> Activities
1 > Transcribe the passage of the VideoPoet article from "What's the story" up to and including "this story matter?".
2 > Go on with the article on Google's VideoPoet video model, picking up after its final sentence.

> Document passage
Google's latest AI model can turn text prompts into videos

By Akash Pandey

Jan 02, 2024

12:26 pm

What's the story

Google's VideoPoet stands as an experimental, sophisticated language model designed to craft videos based on text prompts. Within seconds, you can transform a whimsical description, such as "A group of pandas playing cards," into a ready-to-watch video. VideoPoet can also extend its functionality to edit existing video content. For instance, you can instruct the AI to seamlessly replace a portion of the video frame with imaginative elements of your choosing.

Context

Why does this story matter?

At I/O 2023, when Google unveiled PaLM 2/Gemini language models, the tech giant highlighted the multimodal capabilities of its AI. This meant that the AI could not only generate text and images but also produce audio/video content. Traditionally, models like OpenAI's GPT-4 have excelled primarily in reproducing text. However, Google's latest offering challenges this convention by transforming text-based prompts into videos. With VideoPoet, Google becomes one of the first major tech companies with an AI capable of video generation.

Details

31 researchers from Google worked on the model

If you're familiar with AI image generators like Midjourney or DALL-E 3, you'll find VideoPoet's capabilities to be in the same realm. While Google has supported start-ups like Runway focused on AI video generation, VideoPoet emerges from the company's internal initiatives. The technical paper for VideoPoet credits 31 researchers from Google Research.

Process

VideoPoet v/s text-to-image generators

Google's researchers have detailed the distinction between VideoPoet and conventional text-to-image and text-to-video generators. Unlike methods employed by platforms like Midjourney, VideoPoet does not rely on a diffusion model to generate images from random noise. While effective for single images, this approach falls short when dealing with videos, where the model must consider motion and consistency over time.

> Extracted material
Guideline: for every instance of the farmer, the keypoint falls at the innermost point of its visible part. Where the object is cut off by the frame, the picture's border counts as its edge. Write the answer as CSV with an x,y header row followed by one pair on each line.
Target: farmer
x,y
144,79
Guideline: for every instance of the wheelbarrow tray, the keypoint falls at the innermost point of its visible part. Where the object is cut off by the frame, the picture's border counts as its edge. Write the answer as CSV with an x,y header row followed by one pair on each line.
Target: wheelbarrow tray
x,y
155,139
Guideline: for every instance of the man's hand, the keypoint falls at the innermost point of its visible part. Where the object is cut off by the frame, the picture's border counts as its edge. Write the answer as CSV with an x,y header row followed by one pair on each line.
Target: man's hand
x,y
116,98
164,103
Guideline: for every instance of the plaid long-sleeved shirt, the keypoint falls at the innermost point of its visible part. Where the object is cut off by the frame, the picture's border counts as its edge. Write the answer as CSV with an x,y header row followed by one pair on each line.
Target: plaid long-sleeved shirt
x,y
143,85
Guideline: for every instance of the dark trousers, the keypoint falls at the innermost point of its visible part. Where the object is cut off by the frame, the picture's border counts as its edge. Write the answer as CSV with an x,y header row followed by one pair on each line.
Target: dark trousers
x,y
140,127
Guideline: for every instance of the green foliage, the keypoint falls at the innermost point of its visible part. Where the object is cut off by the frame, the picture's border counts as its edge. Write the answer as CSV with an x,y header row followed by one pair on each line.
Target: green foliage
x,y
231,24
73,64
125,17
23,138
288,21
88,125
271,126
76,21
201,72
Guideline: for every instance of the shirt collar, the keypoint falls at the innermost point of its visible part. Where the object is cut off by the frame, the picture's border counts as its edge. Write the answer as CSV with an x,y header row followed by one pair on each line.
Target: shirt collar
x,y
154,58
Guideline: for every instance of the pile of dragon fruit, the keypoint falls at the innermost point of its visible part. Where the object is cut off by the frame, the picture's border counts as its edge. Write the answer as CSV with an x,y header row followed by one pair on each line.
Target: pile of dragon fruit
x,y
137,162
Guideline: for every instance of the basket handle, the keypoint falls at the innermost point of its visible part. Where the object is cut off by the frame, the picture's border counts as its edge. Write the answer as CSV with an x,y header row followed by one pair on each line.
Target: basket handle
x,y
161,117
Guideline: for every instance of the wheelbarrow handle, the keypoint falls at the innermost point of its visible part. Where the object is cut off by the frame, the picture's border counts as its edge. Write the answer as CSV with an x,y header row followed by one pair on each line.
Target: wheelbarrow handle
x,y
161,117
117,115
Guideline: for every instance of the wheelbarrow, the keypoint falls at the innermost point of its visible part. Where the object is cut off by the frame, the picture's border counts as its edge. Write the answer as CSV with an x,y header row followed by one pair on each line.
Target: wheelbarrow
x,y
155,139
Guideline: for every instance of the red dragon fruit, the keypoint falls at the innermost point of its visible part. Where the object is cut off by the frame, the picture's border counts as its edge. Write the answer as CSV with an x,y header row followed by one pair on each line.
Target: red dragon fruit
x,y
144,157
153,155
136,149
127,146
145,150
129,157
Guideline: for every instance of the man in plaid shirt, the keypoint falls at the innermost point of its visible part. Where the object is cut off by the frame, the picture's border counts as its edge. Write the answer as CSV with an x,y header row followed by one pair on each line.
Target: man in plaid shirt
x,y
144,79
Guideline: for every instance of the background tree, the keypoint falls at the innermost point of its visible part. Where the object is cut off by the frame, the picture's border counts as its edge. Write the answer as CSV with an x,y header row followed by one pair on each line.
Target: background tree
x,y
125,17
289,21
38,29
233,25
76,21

> Per-task answers
1 >
What's the story

Google's VideoPoet stands as an experimental, sophisticated language model designed to craft videos based on text prompts. Within seconds, you can transform a whimsical description, such as "A group of pandas playing cards," into a ready-to-watch video. VideoPoet can also extend its functionality to edit existing video content. For instance, you can instruct the AI to seamlessly replace a portion of the video frame with imaginative elements of your choosing.

Context

Why does this story matter?

2 >
Mechanism

Functioning mechanism behind VideoPoet

VideoPoet operates as a large language model, leveraging the same technology found in ChatGPT and Google Bard. This technology allows the model to predict the arrangement of words to form coherent sentences. What sets VideoPoet apart is its ability to extend this predictive capability beyond text to include video and audio chunks, going beyond mere text prediction. Also, the video model can generate scenes featuring dynamic motion, not just subtle movements.

Development

How Google trained its text-to-video model

According to Google, VideoPoet underwent a pre-training process that entailed translating images, video frames, and audio clips into a shared language known as tokens. The model acquired the ability to comprehend diverse modalities from the provided training data. Google claims it utilized a dataset consisting of one billion image-text pairs and 270 million publicly available video samples to train VideoPoet. The AI tool can predict video tokens similar to how conventional language models predict text tokens.

Information

VideoPoet can also apply styles, edits, and filters

VideoPoet can perform tasks beyond text-to-video generation. It can apply styles to pre-existing videos, execute edits such as incorporating background effects, alter the appearance of a video using filters, and modify the motion of a moving object within an existing video.

Information

What about the availability?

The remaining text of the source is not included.